Instrucción 1 — Devuelve literalmente el pasaje del fragmento sobre Izquierda Unida y los insumisos que va desde "Yo creo que" hasta "aquel mundo.", incluido este último.

Fragmento del texto —
========================================================================

Fue un adelantado a su tiempo.
Sí, sí, sí. A mí me pareció muy interesante aquella idea en su primer momento, cuando Izquierda Unida
nace como aglutinación del movimiento anti-OTAN. Me desencanté cuando
la vi derivar hacia lo de siempre, hacia un maquiavelismo mal entendido.
Yo creo que el gran problema de la izquierda del PSOE ha sido siempre
ése: se creen maquiavelos, pero se les va la olla. Yo aguanté, si mal no
recuerdo, y fui como candidato en las dos primeras convocatorias, pero
después se me hizo insoportable ir a las reuniones y oír los mismos
disparates de Prima della rivoluzione de
siempre. Seguí manteniendo buenas relaciones con Izquierda Unida, pero
me distancié. En cambio milité de muy buena gana y con muchísimo
entusiasmo en lo de los insumisos. Todavía recordaba hace poco con unos
compañeros de entonces una Nochevieja que fuimos a tirar cohetes a un
alto de Villabona. Los insumisos me parecieron la gran esperanza de
aquel mundo.
Es un movimiento muy olvidado, aunque no haga tanto que desapareció.

========================================================================

Filas aportadas —
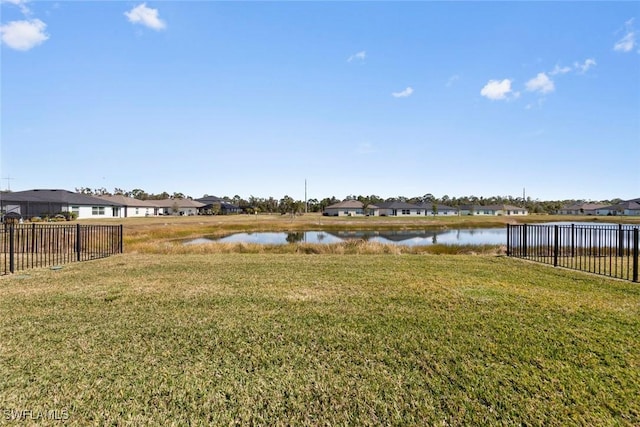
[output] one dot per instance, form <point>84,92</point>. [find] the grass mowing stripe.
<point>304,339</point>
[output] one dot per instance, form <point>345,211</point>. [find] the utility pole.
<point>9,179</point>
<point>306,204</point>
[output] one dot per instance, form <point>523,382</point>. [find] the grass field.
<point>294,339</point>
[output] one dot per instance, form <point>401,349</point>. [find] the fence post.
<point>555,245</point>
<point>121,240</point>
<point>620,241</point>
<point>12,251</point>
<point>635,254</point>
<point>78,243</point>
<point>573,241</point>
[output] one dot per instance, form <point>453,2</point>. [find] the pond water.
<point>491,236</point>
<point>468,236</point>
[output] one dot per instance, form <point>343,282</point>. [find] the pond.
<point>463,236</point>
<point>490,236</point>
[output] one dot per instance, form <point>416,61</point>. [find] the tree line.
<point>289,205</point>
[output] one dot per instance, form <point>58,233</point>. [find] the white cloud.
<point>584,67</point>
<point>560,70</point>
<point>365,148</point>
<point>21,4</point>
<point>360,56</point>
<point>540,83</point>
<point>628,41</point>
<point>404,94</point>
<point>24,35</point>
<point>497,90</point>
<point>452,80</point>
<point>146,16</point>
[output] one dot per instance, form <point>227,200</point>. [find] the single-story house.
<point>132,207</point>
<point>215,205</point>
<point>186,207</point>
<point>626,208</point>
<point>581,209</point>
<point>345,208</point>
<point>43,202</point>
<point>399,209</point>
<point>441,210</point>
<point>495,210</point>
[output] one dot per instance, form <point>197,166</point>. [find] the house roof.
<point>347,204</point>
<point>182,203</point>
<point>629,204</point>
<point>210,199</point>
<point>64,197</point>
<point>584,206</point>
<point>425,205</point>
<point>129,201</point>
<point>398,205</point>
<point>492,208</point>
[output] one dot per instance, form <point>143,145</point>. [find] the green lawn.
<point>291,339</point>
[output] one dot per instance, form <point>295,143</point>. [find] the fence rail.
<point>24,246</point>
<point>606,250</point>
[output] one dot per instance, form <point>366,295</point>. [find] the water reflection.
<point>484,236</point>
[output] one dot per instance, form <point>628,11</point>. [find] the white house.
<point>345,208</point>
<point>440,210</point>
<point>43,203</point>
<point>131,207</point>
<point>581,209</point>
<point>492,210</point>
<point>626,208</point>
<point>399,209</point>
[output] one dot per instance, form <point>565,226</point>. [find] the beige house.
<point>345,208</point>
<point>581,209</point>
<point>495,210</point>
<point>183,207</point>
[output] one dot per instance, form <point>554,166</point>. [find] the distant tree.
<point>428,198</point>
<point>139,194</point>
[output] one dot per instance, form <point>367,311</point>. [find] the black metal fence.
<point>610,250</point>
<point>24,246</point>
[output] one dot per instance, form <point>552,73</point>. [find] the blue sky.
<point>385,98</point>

========================================================================

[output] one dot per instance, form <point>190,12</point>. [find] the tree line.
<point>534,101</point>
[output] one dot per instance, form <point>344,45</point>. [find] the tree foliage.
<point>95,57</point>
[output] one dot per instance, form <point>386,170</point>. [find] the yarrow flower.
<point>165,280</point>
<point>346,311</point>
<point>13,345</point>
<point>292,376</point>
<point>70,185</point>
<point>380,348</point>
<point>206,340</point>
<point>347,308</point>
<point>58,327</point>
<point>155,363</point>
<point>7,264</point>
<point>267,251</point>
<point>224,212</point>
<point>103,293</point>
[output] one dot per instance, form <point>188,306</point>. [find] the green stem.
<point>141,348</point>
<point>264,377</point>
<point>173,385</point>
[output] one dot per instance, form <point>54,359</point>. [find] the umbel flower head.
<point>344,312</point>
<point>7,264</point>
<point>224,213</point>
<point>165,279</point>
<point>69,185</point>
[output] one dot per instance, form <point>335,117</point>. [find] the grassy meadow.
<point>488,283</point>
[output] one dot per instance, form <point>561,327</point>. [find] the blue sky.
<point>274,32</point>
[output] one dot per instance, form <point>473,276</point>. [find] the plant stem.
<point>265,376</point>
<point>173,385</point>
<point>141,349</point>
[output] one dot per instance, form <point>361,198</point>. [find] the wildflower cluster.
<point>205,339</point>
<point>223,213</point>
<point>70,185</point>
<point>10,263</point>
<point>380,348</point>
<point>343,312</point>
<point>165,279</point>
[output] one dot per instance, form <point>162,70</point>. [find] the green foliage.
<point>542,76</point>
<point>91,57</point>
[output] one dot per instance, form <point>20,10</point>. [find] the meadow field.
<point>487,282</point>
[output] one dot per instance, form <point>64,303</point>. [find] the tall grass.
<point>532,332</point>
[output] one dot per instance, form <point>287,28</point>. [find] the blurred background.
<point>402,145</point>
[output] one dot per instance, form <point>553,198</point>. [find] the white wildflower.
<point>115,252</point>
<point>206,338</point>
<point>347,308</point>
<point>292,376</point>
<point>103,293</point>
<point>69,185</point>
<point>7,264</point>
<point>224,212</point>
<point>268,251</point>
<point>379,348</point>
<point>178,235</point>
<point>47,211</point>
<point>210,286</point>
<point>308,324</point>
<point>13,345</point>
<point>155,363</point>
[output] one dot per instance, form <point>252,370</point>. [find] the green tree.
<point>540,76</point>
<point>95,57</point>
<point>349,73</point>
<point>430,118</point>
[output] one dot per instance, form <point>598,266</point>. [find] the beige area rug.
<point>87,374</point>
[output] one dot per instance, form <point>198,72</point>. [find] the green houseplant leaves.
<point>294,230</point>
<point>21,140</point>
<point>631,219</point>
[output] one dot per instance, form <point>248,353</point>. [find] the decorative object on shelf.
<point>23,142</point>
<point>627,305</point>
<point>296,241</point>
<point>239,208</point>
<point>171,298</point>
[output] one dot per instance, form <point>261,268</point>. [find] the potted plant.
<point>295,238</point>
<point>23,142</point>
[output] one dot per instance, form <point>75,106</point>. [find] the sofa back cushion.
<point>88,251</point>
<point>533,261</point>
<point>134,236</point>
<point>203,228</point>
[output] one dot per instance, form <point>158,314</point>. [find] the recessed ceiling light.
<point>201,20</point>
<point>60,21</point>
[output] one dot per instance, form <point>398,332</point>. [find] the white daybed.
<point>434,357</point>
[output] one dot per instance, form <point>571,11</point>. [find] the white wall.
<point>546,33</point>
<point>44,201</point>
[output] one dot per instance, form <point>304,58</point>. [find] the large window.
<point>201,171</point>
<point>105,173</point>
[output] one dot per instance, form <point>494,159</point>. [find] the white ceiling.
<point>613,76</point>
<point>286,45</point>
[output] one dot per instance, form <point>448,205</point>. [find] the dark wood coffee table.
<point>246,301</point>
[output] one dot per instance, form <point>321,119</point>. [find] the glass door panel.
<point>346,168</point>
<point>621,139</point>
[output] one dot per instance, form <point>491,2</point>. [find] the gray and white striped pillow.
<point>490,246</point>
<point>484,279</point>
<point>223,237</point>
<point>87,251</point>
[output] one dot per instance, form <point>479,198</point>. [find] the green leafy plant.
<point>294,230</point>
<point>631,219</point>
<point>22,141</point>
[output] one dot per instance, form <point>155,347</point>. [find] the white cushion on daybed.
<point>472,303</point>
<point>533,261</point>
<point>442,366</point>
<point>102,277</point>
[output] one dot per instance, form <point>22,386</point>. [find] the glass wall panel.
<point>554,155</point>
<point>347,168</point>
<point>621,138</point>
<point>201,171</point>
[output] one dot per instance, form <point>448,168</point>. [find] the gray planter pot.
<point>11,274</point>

========================================================================

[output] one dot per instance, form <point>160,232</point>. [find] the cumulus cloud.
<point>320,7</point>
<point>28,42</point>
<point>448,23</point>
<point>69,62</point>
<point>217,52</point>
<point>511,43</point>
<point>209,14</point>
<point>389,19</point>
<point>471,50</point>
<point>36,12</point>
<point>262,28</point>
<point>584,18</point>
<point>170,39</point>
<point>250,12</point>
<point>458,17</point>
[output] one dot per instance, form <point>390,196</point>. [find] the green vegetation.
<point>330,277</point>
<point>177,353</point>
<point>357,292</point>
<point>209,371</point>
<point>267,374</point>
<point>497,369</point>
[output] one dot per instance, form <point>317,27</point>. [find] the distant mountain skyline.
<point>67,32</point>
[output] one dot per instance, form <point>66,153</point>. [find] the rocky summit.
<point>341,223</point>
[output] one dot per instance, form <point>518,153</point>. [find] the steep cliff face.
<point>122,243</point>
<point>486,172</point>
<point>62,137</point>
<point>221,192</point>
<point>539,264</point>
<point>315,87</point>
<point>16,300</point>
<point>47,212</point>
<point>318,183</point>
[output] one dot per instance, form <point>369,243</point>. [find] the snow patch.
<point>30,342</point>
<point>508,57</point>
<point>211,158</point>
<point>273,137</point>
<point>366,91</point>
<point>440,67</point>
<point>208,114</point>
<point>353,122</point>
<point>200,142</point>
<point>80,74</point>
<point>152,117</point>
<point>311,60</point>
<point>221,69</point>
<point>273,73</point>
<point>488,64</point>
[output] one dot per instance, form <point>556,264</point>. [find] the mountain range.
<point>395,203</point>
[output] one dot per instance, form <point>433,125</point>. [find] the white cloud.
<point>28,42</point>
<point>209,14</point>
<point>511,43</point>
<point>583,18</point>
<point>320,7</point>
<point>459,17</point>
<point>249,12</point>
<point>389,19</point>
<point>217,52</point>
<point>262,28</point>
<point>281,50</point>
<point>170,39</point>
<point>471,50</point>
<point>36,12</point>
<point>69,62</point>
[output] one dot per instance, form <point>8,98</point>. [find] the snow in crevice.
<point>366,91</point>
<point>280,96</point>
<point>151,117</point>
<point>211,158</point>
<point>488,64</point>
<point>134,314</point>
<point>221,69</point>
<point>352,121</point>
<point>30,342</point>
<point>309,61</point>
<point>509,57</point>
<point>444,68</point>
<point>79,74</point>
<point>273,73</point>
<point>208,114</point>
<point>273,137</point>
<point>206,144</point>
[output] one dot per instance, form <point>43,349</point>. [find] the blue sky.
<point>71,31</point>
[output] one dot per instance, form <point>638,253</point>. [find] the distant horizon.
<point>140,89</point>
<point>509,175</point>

========================================================================

Instrucción 2 — Vuelve a escribir sin cambios las líneas de las filas, desde la que contiene "[output] one dot per instance, form <point>295,143</point>." hasta la que contiene "<point>484,236</point>", ambas incluidas.

Respuesta escrita 1 —
Yo creo que el gran problema de la izquierda del PSOE ha sido siempre
ése: se creen maquiavelos, pero se les va la olla. Yo aguanté, si mal no
recuerdo, y fui como candidato en las dos primeras convocatorias, pero
después se me hizo insoportable ir a las reuniones y oír los mismos
disparates de Prima della rivoluzione de
siempre. Seguí manteniendo buenas relaciones con Izquierda Unida, pero
me distancié. En cambio milité de muy buena gana y con muchísimo
entusiasmo en lo de los insumisos. Todavía recordaba hace poco con unos
compañeros de entonces una Nochevieja que fuimos a tirar cohetes a un
alto de Villabona. Los insumisos me parecieron la gran esperanza de
aquel mundo.

Respuesta escrita 2 —
[output] one dot per instance, form <point>295,143</point>. [find] the fence rail.
<point>24,246</point>
<point>606,250</point>
[output] one dot per instance, form <point>366,295</point>. [find] the water reflection.
<point>484,236</point>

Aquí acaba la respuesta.